課題:
本文の「まず氏は、この領域には次の2つの基本的な操作方法があると紹介。」から「ionの利点に基づいている。」までを、一字も変えずに書き写してください。

本文:
まず氏は、この領域には次の2つの基本的な操作方法があると紹介。
- Search (高速な操作でキーボードの利用が主。GoogleやQuicksilver、アドレスバーなど)
- Browse (マウスをベースにした操作で遅い。Yahoo!ディレクトリやDMOZ、Firefoxブックマークサイドバーなど)
さらに、ユーザインタフェースデザイナがインタフェースの差別化をするために使う2つの分類方法を紹介。
- Recall (再現。コマンドラインや検索のように、やるべき内容はユーザが覚えており、そこから積極的に自分で操作する)
- Recongnition (認知。GUIやブラウザベースのインタフェースのように、次にすべきことを見てから次の操作を決めるタイプのインタフェース)
ユーザインタフェースデザイナは通常、対象のインタフェースがどちらの分類を使った方が適切かを比較してデザインを設計するというが、Alex Faaborg氏はそれは意味がないと説明する。結局のところ、どちらに対しても優れたインタフェースを提供することが重要だという。次にSearch、Browse、Recall、Recongnitionといった分類を随所に取り上げながら、Firefox 4.0で実現を目指す新しいUIのデザイン例を説明している。説明されているUI例は次のとおり。
ホームタブからブックマークや履歴へ入る
ホームタブをクリックして表示されるページには、ブックマークと履歴データへ簡単にアクセスできるようにする。一瞥することでアクセスしたいサイトが判断できる。Recongnitionの利点に基づいている。

抽出した一覧:
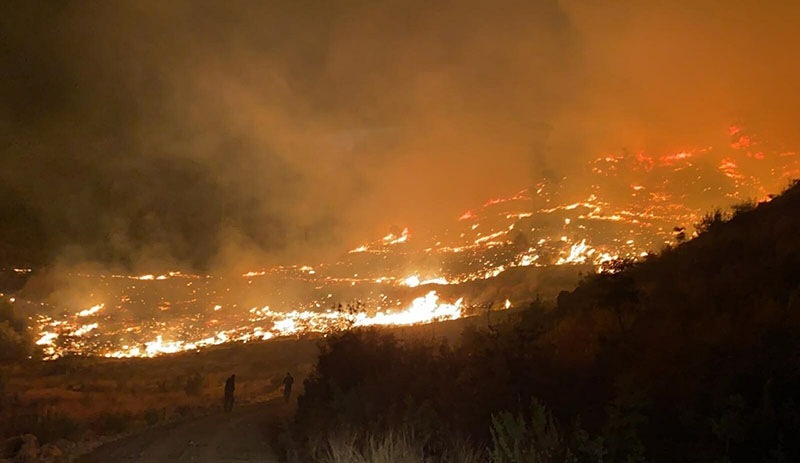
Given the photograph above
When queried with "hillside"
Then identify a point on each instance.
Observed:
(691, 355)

==

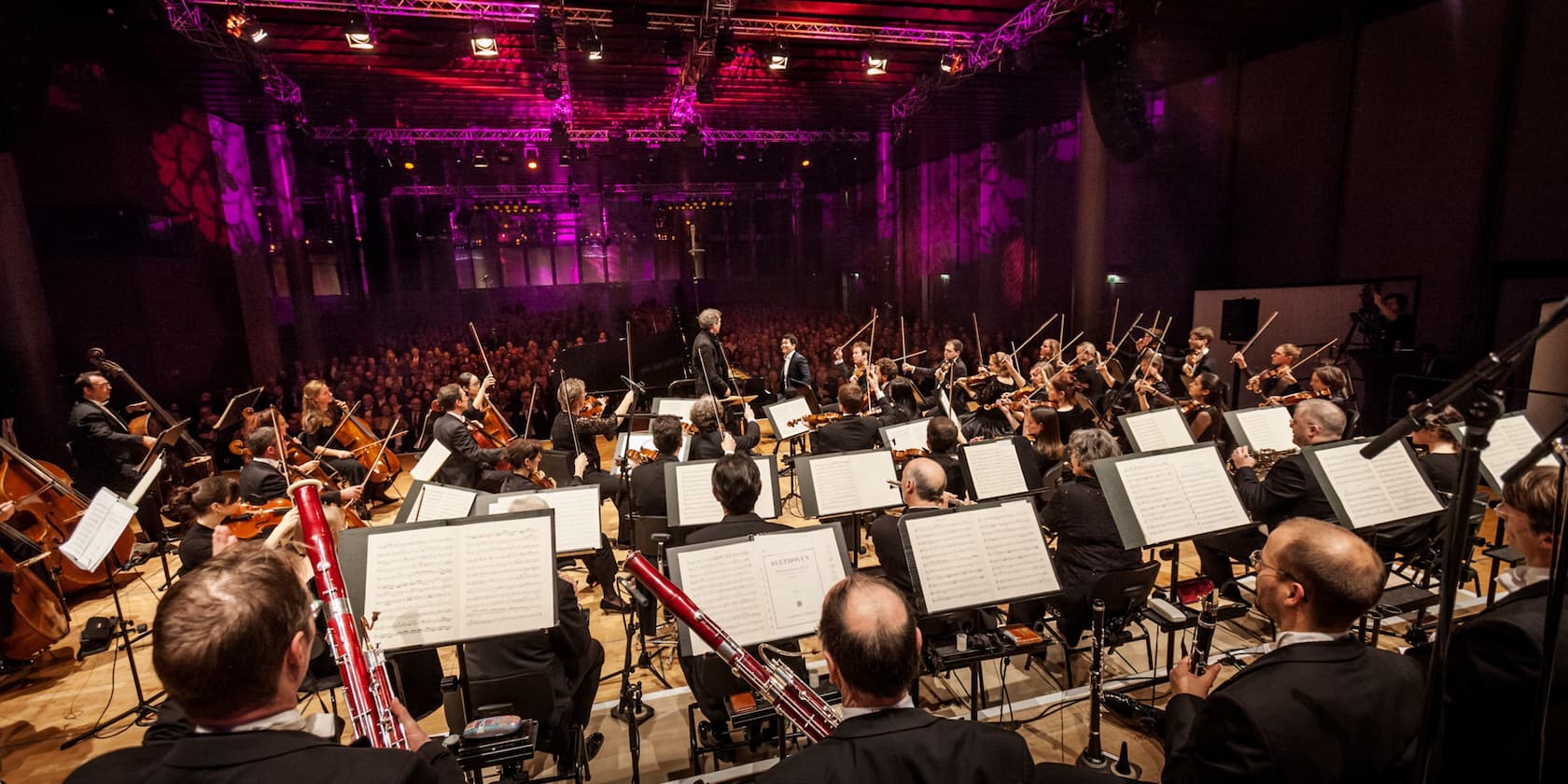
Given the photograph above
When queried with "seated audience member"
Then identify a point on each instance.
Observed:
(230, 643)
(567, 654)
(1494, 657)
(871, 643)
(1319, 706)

解答:
まず氏は、この領域には次の2つの基本的な操作方法があると紹介。
- Search (高速な操作でキーボードの利用が主。GoogleやQuicksilver、アドレスバーなど)
- Browse (マウスをベースにした操作で遅い。Yahoo!ディレクトリやDMOZ、Firefoxブックマークサイドバーなど)
さらに、ユーザインタフェースデザイナがインタフェースの差別化をするために使う2つの分類方法を紹介。
- Recall (再現。コマンドラインや検索のように、やるべき内容はユーザが覚えており、そこから積極的に自分で操作する)
- Recongnition (認知。GUIやブラウザベースのインタフェースのように、次にすべきことを見てから次の操作を決めるタイプのインタフェース)
ユーザインタフェースデザイナは通常、対象のインタフェースがどちらの分類を使った方が適切かを比較してデザインを設計するというが、Alex Faaborg氏はそれは意味がないと説明する。結局のところ、どちらに対しても優れたインタフェースを提供することが重要だという。次にSearch、Browse、Recall、Recongnitionといった分類を随所に取り上げながら、Firefox 4.0で実現を目指す新しいUIのデザイン例を説明している。説明されているUI例は次のとおり。
ホームタブからブックマークや履歴へ入る
ホームタブをクリックして表示されるページには、ブックマークと履歴データへ簡単にアクセスできるようにする。一瞥することでアクセスしたいサイトが判断できる。Recongnitionの利点に基づいている。